In Japan, they love their robots. No, really. They love them.
A recent series of stories coming out of Japan uncovers a mini-trend among some fans of the Sony Aibo robot, which launched in 1999. Sony sold about 150,000 of them before the line was discontinued in 2006.
The Aibo robots are “dying” now, with their batteries and electronics reaching the end of life. Some Japanese owners are holding funerals for them because they formed real emotional attachments to these robots, according to interviews with robot owners.
Now, there’s a new, even more lovable robot hitting Japan. It’s called Pepper, and it’s being sold by Aldebaran Robotics and SoftBank Mobile. Unlike the Aibo, which was designed to physically move and respond like a dog, the $1,600 Pepper robot is optimized for reading and expressing emotions.
About 1,000 of the Pepper robots went on sale in Japan earlier this month, and the full inventory was sold out in less than a minute, according to Softbank.
The robot makes humans feel like they’re “bonding” with a sentient, caring being even if it’s made from plastic, wires and electronics. It’s about four feet tall, has four microphones, two HD cameras and a range of sensors that enable it to perceive what people are doing. Pepper has wheels for getting around and arms for gesturing, mostly.
Interestingly, it’s got a computer inside that’s optimized to mimic human gestures and emotions. You talk to Pepper and Pepper talks back. People are going to love it—literally.
People love their dogs and cats, which reciprocate emotions in part because we have selectively bred them—consciously and unconsciously— over millennia to do so—especially dogs.
But people also form attachments to other less responsive living creatures, including lizards, spiders, sea monkeys—you name it.

→ **WHAT TO PRODUCE**
What do you get when you write out the passage on Japanese robots word for word, from "Now, there’s a" up to and including "according to Softbank."? Rely only on the text about Japanese robots for everything that follows.

→ **DATA LINES**
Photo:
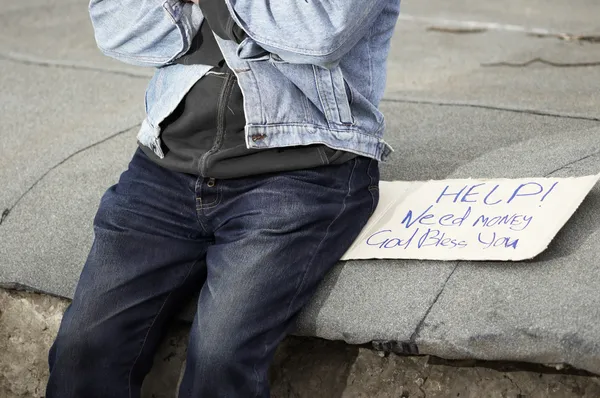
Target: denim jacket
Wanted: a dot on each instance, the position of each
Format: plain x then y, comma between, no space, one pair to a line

→ **IN RESPONSE**
Now, there’s a new, even more lovable robot hitting Japan. It’s called Pepper, and it’s being sold by Aldebaran Robotics and SoftBank Mobile. Unlike the Aibo, which was designed to physically move and respond like a dog, the $1,600 Pepper robot is optimized for reading and expressing emotions.
About 1,000 of the Pepper robots went on sale in Japan earlier this month, and the full inventory was sold out in less than a minute, according to Softbank.